[BEGIN]

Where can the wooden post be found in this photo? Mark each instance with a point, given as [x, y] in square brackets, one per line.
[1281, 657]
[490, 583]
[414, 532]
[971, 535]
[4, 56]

[END]

What is being asked → Repeat every record above word for word, line by line.

Written answer →
Where can the wooden post be found in this photo? Mark each instance with a point, given as [x, y] in square brackets, one per line.
[1281, 657]
[490, 583]
[414, 532]
[971, 535]
[4, 56]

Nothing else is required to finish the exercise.